**EXERCISE OBJECTIVE**
Extract the run of lines that starts at the top of the records below and ends at the line with "[ ] a point on the window", keeping both ends and excluding pictures.

──────────────────────────────

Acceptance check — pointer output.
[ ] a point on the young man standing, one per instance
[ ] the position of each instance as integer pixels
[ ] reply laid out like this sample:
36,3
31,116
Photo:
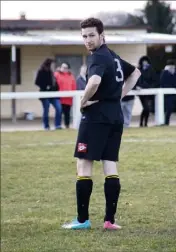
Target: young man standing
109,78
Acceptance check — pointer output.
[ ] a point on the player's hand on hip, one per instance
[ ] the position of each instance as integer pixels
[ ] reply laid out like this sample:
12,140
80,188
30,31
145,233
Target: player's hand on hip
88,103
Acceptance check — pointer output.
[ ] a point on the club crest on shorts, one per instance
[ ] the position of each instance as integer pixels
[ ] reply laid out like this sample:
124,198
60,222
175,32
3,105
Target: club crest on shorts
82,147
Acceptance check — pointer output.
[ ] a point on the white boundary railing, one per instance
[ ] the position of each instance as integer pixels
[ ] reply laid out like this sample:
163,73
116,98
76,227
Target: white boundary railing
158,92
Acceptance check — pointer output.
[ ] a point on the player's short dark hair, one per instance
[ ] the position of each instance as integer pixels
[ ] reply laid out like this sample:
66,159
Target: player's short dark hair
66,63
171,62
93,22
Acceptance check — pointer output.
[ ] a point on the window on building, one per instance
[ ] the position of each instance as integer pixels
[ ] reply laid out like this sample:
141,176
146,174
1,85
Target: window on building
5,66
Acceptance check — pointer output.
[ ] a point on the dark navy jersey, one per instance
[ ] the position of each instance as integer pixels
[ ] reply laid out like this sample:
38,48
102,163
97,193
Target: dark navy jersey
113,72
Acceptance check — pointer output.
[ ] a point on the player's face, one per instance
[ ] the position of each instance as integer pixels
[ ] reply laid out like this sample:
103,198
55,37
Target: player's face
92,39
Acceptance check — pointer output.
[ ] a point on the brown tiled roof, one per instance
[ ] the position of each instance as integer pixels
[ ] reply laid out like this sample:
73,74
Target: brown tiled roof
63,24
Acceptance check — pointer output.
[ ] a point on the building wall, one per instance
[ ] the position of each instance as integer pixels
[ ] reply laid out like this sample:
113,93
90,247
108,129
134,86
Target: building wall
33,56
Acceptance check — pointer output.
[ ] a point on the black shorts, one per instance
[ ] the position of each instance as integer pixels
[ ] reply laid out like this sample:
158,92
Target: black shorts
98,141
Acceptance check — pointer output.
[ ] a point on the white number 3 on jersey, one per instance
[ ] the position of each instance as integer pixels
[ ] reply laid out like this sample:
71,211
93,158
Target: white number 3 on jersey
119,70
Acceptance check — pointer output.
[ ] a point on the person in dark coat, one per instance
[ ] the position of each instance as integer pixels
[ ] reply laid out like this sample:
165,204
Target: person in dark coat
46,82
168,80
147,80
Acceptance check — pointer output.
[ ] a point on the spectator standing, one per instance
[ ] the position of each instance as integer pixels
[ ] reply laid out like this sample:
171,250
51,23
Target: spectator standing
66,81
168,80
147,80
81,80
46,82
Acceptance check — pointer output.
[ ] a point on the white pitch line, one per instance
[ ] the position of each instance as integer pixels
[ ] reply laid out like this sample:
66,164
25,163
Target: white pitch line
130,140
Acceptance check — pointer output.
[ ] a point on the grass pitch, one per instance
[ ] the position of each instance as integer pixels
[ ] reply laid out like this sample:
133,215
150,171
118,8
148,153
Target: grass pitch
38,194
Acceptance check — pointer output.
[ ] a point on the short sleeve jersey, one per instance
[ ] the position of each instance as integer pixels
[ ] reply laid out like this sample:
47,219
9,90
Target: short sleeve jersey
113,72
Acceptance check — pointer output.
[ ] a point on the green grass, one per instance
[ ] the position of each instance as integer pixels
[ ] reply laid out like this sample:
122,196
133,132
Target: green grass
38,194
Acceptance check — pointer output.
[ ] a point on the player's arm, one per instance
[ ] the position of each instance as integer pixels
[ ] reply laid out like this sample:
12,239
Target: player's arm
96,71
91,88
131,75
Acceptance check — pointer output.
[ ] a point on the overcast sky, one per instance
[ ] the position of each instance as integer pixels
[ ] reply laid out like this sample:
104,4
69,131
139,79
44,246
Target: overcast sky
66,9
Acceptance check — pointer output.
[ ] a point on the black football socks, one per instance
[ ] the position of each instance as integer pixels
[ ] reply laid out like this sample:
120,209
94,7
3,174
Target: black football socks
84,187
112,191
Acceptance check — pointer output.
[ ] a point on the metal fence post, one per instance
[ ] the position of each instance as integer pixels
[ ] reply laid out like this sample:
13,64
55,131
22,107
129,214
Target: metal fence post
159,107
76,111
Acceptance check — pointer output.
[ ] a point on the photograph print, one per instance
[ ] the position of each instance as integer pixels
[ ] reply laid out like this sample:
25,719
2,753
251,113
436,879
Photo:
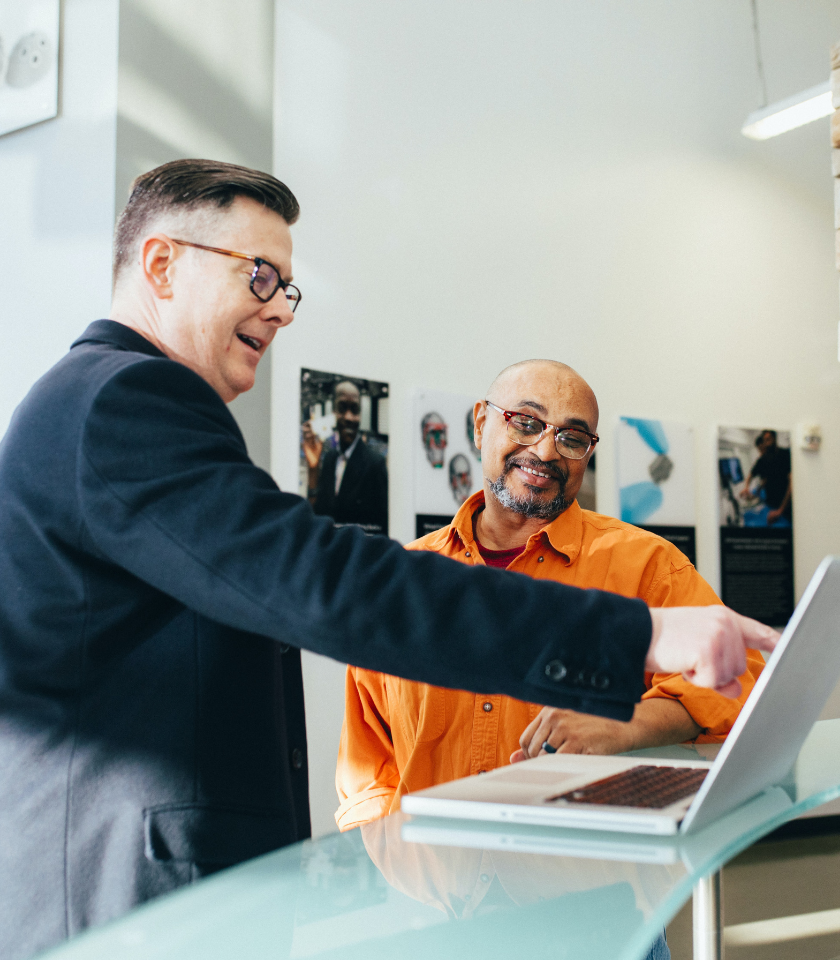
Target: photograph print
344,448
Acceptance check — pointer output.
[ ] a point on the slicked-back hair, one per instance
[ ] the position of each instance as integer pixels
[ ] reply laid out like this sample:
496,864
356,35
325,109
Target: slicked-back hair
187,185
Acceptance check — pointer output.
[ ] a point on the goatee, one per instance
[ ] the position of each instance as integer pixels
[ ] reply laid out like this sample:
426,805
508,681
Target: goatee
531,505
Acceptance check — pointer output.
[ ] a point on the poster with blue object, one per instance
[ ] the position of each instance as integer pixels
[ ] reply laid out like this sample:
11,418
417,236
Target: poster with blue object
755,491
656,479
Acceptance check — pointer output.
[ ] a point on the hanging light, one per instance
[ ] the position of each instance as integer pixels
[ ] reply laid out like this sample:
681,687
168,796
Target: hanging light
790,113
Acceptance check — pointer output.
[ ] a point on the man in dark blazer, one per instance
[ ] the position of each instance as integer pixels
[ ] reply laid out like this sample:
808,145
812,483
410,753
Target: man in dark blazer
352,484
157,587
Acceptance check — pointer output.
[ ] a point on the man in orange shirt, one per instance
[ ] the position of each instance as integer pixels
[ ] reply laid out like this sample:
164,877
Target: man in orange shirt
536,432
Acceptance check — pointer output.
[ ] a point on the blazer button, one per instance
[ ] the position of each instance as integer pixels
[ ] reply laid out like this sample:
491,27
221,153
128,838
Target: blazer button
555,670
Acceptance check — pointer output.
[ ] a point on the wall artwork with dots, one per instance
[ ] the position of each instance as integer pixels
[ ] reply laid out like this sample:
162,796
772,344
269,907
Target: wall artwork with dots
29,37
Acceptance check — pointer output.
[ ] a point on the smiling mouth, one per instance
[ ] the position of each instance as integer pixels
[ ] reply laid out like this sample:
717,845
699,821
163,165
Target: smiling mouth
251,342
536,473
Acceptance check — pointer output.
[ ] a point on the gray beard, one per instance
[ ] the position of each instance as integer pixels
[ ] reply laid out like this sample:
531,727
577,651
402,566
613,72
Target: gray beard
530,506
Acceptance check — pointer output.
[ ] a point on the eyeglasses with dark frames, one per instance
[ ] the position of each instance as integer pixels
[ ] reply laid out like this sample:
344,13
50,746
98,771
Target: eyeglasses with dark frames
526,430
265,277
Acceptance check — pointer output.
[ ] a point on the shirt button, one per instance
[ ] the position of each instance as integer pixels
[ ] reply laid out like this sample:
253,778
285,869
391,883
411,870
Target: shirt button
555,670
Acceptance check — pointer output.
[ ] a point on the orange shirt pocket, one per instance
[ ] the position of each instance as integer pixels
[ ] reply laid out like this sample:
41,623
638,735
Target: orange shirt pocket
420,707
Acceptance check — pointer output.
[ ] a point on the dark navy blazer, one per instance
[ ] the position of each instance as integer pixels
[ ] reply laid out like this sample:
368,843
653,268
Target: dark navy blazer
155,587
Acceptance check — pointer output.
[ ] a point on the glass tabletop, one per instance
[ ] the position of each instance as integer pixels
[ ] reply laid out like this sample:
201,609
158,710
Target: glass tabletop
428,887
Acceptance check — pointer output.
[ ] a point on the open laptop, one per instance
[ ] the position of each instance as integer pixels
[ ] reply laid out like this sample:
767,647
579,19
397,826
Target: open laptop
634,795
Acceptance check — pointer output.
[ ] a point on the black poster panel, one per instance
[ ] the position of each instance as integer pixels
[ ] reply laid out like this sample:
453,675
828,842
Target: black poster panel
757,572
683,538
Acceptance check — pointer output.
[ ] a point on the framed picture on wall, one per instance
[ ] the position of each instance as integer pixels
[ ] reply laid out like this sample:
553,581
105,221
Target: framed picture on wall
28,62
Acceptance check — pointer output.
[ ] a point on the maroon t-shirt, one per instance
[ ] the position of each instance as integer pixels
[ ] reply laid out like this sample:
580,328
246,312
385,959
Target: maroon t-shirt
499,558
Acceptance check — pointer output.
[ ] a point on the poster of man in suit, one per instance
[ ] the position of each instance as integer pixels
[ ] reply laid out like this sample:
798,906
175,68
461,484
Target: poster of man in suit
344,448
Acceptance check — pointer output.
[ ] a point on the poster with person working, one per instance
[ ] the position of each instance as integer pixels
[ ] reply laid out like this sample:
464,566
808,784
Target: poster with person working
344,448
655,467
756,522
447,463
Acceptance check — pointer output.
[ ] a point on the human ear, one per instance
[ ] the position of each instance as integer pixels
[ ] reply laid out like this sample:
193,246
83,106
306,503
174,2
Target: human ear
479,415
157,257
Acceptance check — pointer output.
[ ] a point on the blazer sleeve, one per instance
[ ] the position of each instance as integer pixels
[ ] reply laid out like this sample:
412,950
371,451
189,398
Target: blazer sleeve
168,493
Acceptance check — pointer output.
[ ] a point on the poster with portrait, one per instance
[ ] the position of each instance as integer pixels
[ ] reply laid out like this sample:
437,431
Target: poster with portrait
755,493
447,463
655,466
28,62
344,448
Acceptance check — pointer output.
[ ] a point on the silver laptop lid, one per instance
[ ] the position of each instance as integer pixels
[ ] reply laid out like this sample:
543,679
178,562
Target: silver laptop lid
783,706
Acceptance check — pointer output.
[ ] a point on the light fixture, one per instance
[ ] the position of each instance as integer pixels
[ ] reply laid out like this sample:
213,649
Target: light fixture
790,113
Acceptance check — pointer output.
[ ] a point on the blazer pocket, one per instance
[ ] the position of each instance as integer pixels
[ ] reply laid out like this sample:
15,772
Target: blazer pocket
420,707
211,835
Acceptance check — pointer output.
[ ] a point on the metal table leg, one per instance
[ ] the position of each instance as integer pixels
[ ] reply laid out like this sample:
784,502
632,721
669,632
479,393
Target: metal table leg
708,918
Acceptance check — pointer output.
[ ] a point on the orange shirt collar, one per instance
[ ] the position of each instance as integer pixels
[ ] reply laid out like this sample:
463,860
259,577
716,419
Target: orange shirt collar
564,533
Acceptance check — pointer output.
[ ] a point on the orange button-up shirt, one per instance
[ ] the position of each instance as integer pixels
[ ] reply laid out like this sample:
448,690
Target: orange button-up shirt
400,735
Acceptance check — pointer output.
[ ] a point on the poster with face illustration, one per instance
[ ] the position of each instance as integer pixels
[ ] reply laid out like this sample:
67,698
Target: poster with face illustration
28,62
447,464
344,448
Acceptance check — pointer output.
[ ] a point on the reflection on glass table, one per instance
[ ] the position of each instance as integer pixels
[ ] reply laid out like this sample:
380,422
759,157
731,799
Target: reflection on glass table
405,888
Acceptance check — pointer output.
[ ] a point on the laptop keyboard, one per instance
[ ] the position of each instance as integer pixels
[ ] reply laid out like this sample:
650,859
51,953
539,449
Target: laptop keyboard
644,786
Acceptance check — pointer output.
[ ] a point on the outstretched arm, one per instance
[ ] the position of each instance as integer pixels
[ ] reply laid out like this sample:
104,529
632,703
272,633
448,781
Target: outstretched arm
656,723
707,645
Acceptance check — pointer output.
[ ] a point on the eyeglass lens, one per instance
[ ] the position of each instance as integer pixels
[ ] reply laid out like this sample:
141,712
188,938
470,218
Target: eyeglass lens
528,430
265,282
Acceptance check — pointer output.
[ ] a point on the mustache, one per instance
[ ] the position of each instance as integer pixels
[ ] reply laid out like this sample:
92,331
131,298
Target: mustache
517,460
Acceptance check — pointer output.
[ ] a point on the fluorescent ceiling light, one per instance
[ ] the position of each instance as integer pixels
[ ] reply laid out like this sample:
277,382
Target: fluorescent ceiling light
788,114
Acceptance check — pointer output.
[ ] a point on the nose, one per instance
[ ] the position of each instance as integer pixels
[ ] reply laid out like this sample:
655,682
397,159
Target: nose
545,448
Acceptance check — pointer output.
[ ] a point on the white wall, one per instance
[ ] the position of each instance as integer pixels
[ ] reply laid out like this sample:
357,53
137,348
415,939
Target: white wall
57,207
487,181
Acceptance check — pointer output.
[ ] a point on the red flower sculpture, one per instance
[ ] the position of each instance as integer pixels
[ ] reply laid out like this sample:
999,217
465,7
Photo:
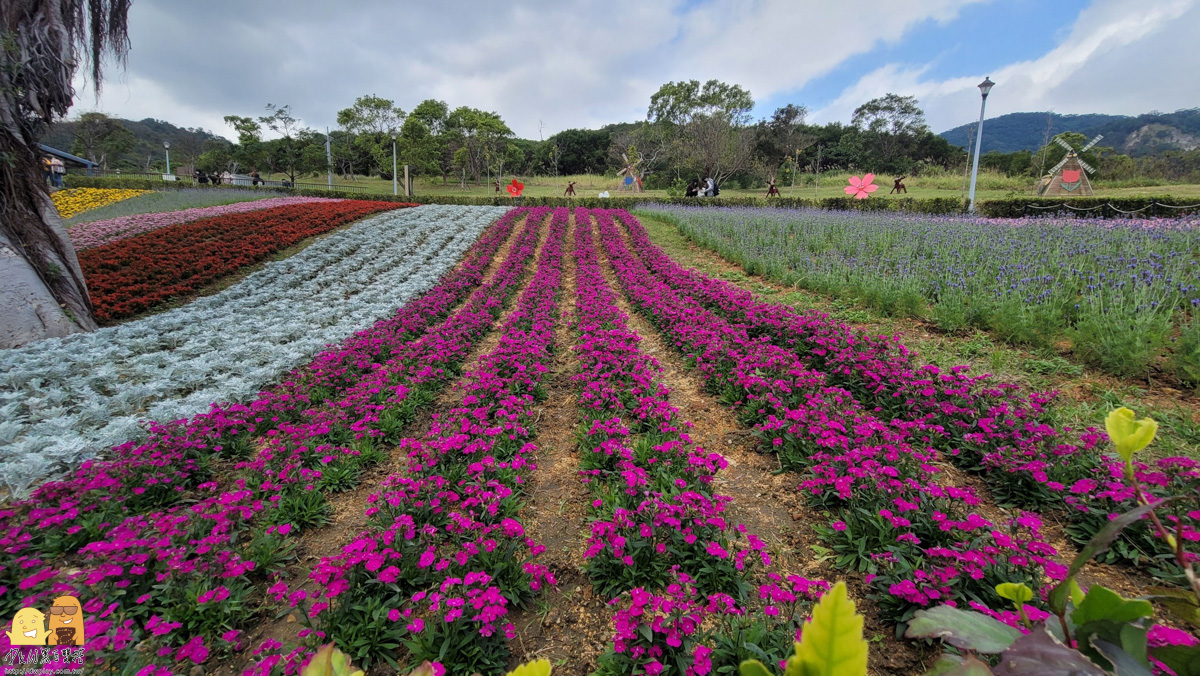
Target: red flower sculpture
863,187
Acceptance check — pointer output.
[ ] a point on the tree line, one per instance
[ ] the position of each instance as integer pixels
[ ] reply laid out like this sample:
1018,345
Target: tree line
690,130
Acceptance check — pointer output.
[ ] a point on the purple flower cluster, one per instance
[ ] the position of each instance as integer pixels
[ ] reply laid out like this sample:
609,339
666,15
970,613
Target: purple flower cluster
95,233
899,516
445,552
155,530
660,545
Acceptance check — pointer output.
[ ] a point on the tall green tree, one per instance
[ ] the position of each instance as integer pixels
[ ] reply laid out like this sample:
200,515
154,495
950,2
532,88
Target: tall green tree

──────────────────────────────

**WRITTEN ANSWER**
Acceptance check — pointer output.
[ ] a point on the young man standing, one per instance
[ ] the position of each instance as integer pixels
[ ] reply laid out like this sample:
36,3
31,116
Photo:
Target: young man standing
109,78
Acceptance check — pointer output.
[ ] a point on the player's hand on hip, one per instance
[ ] the position of each instance as integer pixels
[ ] reply laid out like this sample:
12,140
80,188
30,31
145,233
Target: player's hand on hip
88,103
Acceptance check — pointer output.
[ ] a point on the club crest on shorts, one per instance
[ ] the position of each instance as integer pixels
[ ] reply laid out like this sample:
124,198
60,222
175,32
3,105
Target: club crest on shorts
82,147
Acceptance check — pointer output.
[ ] a point on the white boundary railing, one per instance
[ ] the position of each instance as integer pixels
[ ] reply laid out like this sample:
163,73
116,98
76,227
Target: white boundary railing
158,92
Acceptance check — pointer output.
[ ] a point on the player's short dark hair, one per instance
[ ] the position of each instance as integer pixels
[ ] reply laid out like this sample:
66,159
Target: player's short dark hair
66,63
171,62
93,22
Acceptance check — pointer output.
[ ] a point on the window on building, one per instance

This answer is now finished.